### [Task goal]
Nothing belongs in the answer except the lines of the material that include "jersey".

### [Data extract]
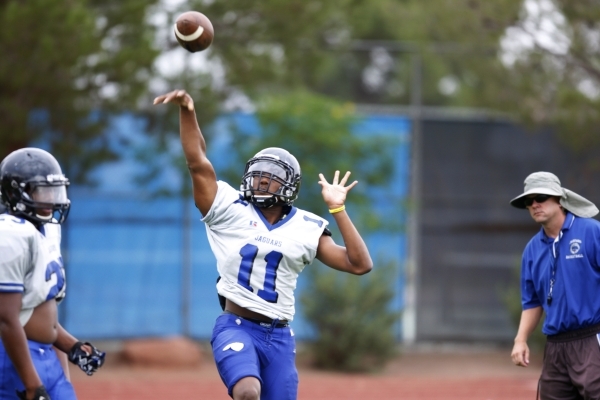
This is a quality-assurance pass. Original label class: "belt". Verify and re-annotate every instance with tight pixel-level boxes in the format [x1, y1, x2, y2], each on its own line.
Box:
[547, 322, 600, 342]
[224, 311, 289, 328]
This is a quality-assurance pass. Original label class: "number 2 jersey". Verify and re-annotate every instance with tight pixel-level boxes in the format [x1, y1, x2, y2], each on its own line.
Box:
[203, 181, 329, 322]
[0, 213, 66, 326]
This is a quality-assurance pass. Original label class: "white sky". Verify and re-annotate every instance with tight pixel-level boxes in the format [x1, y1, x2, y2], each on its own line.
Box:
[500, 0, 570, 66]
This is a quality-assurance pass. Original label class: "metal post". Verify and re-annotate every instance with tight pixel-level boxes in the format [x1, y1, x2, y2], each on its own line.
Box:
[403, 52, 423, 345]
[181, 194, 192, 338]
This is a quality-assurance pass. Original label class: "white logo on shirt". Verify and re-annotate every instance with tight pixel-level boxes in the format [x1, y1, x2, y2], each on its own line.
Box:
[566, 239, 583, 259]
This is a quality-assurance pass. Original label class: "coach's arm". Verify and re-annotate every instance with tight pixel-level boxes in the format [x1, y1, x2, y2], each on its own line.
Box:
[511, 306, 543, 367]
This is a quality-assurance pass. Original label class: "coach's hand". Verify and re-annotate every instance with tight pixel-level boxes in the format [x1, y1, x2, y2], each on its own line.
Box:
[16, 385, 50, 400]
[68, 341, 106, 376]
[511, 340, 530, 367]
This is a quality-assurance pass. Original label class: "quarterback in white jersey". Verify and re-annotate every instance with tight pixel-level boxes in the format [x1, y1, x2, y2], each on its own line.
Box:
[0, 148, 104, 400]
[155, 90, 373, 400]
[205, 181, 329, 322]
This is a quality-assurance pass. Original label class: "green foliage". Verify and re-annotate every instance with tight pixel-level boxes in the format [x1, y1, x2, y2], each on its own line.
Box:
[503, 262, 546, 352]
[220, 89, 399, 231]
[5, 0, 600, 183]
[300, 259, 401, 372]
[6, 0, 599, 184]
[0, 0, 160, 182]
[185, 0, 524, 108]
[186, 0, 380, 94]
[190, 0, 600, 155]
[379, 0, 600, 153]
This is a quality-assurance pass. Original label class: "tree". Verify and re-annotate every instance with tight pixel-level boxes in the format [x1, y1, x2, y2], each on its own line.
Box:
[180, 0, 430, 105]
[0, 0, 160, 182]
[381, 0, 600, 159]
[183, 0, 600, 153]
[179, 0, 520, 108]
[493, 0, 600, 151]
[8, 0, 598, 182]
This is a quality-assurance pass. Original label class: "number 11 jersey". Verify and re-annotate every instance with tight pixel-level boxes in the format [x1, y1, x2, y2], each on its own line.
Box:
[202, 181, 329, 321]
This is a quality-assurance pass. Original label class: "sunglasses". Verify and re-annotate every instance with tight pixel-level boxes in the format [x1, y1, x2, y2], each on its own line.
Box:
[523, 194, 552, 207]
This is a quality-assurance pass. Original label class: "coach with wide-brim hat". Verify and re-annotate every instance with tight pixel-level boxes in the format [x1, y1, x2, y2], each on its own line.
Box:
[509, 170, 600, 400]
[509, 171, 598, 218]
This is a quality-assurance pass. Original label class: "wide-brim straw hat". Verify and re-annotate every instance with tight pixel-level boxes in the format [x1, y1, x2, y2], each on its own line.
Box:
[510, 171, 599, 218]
---
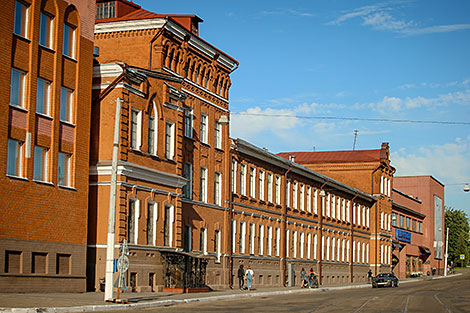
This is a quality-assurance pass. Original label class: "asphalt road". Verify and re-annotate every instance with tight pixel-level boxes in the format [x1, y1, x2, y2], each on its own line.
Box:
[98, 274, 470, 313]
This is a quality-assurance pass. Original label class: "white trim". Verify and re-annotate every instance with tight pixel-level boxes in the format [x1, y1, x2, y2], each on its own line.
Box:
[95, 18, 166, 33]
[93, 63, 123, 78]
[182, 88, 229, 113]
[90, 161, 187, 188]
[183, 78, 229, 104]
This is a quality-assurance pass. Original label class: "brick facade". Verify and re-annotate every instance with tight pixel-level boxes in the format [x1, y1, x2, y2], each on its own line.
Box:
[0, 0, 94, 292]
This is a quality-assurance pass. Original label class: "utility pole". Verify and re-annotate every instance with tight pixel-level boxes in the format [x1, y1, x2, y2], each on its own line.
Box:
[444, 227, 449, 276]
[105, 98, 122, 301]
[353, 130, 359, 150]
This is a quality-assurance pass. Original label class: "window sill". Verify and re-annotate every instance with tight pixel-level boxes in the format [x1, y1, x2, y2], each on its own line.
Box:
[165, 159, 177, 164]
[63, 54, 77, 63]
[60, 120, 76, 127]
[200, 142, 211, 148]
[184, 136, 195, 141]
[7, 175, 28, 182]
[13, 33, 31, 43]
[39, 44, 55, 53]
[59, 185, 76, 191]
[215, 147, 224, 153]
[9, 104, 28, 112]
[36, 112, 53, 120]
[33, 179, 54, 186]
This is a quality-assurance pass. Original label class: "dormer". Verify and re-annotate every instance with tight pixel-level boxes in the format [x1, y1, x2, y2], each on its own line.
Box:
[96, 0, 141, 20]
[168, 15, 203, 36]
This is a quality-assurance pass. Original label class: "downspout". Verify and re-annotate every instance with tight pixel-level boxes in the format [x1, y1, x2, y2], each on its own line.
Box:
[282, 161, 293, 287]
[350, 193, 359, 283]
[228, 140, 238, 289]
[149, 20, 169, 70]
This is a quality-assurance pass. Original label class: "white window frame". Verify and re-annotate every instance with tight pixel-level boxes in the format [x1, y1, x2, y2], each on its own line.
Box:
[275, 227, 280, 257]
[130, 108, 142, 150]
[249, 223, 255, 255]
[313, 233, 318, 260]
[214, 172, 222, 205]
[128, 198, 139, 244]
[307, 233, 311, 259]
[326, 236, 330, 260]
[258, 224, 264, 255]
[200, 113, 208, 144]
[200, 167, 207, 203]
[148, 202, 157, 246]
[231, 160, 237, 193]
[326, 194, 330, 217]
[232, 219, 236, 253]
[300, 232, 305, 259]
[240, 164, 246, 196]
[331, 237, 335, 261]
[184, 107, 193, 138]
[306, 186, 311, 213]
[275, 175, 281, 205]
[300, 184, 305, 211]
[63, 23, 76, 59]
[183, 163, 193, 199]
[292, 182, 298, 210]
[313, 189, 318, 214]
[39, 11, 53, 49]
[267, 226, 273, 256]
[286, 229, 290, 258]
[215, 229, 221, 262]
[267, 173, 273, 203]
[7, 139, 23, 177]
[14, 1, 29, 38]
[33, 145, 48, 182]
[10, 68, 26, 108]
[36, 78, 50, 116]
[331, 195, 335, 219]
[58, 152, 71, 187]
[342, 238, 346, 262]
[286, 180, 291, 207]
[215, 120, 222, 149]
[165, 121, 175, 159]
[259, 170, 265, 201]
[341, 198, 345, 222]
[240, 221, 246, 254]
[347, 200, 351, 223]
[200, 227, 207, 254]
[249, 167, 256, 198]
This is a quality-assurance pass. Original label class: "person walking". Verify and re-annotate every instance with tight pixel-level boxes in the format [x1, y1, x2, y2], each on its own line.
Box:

### [Written response]
This is a quality-assurance pass. Original label class: "number 2 jersey". Verify and re-annotate every instance with tight pixel-level boxes in the format [x1, y1, x2, y2], each on its own line.
This is a quality-assurance pass. Original label class: "quarterback in white jersey". Verify and re-annotate every instance with tight pixel-level boxes in the format [x1, y1, x2, y2], each on its own line.
This is a quality-assurance pass. Original label class: "number 11 jersey". Verify and re-annotate every instance with tight pixel-level boxes in the format [x1, y1, x2, y2], each on its own line.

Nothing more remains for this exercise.